**To do**
Reproduce word for word only the lines of the records below that start with the line containing "written like <point>970,537</point>." and end with the line containing "<point>1106,308</point>", including both of those lines.

**Data listing**
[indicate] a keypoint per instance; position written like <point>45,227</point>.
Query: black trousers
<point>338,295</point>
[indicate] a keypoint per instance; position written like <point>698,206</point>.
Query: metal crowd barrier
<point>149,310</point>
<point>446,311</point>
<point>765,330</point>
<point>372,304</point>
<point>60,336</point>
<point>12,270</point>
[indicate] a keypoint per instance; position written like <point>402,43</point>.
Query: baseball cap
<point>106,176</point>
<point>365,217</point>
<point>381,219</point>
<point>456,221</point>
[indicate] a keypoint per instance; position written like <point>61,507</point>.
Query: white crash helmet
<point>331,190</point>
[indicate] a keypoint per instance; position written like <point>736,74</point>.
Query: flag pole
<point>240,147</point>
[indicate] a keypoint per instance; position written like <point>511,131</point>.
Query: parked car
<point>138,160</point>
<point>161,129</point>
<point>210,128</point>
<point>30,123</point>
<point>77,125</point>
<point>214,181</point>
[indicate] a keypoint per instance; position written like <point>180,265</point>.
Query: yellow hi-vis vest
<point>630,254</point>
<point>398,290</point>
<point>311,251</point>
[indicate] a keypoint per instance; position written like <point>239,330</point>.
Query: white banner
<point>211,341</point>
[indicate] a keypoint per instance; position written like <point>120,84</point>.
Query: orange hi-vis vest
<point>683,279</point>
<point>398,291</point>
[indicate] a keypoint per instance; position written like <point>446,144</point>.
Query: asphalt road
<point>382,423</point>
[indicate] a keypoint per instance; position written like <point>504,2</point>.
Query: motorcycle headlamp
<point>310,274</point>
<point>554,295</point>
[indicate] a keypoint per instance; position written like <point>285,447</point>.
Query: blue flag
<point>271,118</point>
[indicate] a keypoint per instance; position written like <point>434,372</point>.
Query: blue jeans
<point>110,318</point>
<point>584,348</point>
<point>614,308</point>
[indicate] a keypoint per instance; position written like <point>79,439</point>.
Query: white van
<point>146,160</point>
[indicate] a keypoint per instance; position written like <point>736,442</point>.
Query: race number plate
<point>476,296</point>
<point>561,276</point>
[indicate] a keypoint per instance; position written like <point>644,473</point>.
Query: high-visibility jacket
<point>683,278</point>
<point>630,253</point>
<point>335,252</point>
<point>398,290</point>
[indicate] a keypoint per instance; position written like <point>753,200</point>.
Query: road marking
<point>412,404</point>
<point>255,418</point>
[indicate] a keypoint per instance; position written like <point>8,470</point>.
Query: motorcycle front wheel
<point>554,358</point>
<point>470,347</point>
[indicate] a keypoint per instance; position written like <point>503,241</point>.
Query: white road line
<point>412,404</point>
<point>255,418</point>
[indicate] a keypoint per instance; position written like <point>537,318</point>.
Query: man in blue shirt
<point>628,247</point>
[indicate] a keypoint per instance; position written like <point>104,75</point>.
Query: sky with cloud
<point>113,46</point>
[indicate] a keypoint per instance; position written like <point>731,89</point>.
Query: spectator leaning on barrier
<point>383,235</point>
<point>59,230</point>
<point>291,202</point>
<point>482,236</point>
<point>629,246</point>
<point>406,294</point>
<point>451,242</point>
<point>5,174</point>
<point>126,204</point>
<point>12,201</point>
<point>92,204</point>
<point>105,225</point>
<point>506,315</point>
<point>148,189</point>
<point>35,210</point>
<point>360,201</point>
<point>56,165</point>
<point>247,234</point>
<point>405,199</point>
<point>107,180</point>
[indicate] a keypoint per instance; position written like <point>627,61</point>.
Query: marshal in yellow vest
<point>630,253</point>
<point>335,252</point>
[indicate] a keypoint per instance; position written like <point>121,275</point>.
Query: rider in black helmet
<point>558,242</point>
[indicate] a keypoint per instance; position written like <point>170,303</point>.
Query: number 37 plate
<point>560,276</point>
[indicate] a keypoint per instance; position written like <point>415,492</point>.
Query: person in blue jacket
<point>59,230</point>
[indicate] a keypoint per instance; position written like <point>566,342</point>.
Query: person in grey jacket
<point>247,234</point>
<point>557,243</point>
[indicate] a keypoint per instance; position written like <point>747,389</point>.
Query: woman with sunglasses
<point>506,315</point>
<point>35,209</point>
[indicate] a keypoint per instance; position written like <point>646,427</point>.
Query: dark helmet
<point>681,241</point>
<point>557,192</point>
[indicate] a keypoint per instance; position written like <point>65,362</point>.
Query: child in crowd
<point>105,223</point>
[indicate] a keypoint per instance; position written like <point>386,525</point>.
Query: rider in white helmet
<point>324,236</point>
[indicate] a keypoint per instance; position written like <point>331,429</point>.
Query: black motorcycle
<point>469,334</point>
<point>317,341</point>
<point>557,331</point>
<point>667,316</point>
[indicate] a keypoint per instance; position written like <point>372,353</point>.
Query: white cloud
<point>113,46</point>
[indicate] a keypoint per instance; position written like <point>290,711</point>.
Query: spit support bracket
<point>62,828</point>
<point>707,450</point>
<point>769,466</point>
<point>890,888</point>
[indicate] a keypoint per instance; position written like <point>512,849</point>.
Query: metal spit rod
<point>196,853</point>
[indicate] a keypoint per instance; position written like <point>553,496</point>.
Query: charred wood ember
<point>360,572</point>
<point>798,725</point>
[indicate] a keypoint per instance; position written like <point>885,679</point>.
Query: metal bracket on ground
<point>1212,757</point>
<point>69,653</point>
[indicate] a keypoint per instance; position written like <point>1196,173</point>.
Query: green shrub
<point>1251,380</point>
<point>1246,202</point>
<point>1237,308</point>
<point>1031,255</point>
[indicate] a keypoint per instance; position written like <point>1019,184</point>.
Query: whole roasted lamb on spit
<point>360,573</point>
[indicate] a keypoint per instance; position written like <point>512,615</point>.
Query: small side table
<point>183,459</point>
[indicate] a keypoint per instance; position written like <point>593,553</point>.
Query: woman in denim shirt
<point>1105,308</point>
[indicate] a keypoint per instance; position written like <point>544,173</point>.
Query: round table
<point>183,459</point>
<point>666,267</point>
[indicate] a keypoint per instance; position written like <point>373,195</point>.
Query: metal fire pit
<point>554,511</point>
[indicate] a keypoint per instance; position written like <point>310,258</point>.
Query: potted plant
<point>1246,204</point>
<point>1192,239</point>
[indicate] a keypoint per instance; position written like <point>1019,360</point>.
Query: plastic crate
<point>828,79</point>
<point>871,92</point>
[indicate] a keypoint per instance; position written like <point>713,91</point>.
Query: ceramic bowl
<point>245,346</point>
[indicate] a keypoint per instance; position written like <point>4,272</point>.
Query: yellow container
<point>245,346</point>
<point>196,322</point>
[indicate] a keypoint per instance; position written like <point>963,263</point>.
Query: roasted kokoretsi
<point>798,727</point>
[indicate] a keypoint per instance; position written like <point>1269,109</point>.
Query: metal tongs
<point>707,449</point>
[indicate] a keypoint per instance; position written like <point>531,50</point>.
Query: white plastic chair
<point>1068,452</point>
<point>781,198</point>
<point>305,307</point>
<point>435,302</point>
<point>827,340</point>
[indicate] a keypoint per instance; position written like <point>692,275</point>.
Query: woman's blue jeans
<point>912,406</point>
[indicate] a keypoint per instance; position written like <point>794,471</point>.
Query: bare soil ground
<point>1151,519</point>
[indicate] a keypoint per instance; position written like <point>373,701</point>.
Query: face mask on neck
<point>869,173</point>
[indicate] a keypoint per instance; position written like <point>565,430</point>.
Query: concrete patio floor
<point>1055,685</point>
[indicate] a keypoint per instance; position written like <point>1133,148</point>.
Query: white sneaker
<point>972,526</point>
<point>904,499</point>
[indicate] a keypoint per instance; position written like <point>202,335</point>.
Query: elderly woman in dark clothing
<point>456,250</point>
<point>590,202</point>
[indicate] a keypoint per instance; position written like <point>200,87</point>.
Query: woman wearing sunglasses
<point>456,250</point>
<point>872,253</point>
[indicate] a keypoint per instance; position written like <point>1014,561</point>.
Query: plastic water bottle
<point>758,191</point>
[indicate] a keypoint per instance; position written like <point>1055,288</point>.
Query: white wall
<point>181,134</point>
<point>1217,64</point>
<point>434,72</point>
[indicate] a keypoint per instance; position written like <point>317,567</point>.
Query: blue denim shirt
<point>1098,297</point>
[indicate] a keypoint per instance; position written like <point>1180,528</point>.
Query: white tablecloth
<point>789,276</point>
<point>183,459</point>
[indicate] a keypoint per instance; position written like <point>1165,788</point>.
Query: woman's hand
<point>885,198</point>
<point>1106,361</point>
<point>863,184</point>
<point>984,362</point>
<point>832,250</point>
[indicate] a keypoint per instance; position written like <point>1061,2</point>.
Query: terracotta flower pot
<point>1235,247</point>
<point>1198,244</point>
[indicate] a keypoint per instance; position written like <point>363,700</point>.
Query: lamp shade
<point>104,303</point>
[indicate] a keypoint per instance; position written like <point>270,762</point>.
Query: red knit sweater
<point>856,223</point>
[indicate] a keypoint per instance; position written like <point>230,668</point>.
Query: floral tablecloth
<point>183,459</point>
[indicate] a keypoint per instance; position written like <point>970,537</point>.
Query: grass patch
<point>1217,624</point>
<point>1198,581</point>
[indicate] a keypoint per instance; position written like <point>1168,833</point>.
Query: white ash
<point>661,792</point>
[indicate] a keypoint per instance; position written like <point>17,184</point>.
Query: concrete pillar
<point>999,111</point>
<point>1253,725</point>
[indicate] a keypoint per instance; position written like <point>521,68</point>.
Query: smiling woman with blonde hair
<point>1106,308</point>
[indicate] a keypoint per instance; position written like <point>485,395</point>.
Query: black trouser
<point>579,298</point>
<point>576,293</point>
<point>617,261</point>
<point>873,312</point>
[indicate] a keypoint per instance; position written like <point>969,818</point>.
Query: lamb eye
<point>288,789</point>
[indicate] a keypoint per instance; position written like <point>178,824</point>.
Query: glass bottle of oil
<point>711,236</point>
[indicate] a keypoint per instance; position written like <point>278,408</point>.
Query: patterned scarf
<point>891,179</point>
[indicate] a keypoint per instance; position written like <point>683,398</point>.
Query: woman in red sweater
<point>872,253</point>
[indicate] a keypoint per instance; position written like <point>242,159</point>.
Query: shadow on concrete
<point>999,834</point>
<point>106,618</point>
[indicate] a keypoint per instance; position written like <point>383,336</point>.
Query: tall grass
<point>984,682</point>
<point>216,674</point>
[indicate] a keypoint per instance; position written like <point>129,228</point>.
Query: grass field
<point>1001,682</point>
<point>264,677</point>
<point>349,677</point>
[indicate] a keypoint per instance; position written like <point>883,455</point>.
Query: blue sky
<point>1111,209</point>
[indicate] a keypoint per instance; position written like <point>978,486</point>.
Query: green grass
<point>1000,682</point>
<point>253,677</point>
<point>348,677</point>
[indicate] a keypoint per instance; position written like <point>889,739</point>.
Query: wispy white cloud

**Finished answer**
[indicate] a keypoint per instance; position written like <point>970,537</point>.
Query: grass patch
<point>1217,624</point>
<point>1198,581</point>
[indicate] a keypoint per instance; position written like <point>1168,833</point>.
Query: white ash
<point>661,792</point>
[indicate] a keypoint per instance; position written like <point>17,184</point>.
Query: concrete pillar
<point>999,111</point>
<point>1253,725</point>
[indicate] a keypoint per instance; position written like <point>521,68</point>.
Query: smiling woman with blonde hair
<point>1106,308</point>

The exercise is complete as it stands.